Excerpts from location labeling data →
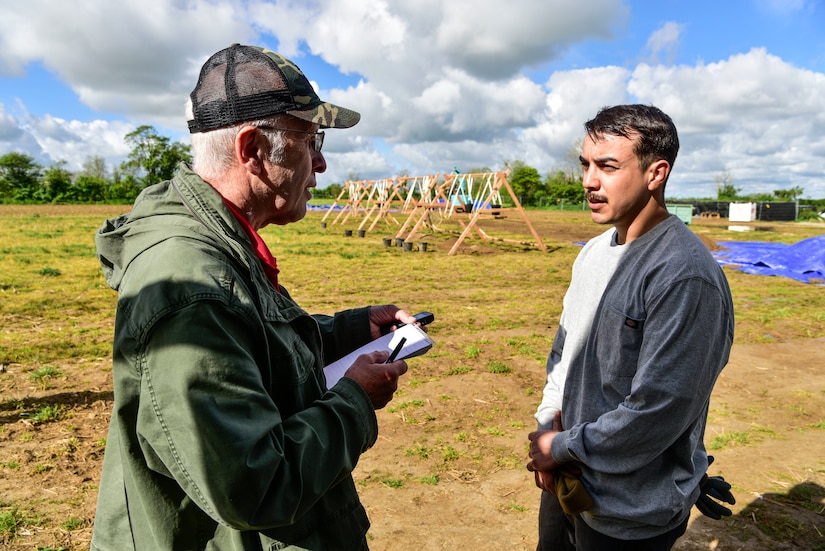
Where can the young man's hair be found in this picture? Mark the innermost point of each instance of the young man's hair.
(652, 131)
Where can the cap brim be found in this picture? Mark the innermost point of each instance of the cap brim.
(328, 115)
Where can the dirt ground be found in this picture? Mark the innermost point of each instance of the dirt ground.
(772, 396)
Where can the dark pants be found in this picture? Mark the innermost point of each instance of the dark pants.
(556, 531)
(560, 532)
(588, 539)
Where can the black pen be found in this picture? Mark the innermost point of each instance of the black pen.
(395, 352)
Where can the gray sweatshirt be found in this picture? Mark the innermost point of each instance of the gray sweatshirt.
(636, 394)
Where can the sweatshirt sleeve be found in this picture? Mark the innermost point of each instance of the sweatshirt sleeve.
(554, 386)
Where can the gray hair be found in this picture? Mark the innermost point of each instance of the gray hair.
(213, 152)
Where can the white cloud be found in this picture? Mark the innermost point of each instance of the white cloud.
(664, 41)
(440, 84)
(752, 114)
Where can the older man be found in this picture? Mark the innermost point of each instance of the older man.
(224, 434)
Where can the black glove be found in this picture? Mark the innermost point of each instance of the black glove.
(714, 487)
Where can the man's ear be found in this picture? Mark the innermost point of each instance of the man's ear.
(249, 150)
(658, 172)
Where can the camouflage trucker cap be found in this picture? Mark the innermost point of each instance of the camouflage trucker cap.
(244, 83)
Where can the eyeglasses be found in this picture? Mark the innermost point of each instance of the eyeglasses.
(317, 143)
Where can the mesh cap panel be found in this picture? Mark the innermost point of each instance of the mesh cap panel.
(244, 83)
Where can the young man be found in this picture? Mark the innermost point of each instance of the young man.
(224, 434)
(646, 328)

==

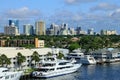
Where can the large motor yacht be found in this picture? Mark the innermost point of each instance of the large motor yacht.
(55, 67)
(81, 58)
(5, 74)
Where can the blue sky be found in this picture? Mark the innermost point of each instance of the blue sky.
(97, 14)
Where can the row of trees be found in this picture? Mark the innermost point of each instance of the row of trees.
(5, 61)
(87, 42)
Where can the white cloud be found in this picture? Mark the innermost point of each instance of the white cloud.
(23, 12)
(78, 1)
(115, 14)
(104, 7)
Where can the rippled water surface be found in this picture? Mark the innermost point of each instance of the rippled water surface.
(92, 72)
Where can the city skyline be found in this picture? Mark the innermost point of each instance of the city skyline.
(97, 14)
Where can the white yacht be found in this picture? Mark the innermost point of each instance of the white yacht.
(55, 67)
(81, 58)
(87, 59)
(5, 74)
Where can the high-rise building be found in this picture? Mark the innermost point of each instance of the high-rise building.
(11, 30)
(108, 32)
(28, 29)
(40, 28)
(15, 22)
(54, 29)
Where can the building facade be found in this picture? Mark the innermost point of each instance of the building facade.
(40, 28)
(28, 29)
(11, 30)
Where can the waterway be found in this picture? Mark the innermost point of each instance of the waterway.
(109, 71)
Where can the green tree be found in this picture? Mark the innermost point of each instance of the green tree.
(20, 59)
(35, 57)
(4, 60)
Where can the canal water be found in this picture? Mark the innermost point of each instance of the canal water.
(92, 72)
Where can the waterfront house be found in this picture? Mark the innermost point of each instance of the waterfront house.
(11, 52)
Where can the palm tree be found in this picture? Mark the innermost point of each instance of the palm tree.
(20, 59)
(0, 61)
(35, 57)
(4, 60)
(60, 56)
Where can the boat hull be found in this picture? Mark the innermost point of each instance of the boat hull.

Task prompt →
Extract every line from the items above that contains the word "building", and copy each one in full.

Full output →
Where can the high-rise building be found in this picture? Mark the innermost point of each instance of the high-rise building.
Where can the building facade be found in this picture? Mark the innermost point of each instance of the building facade.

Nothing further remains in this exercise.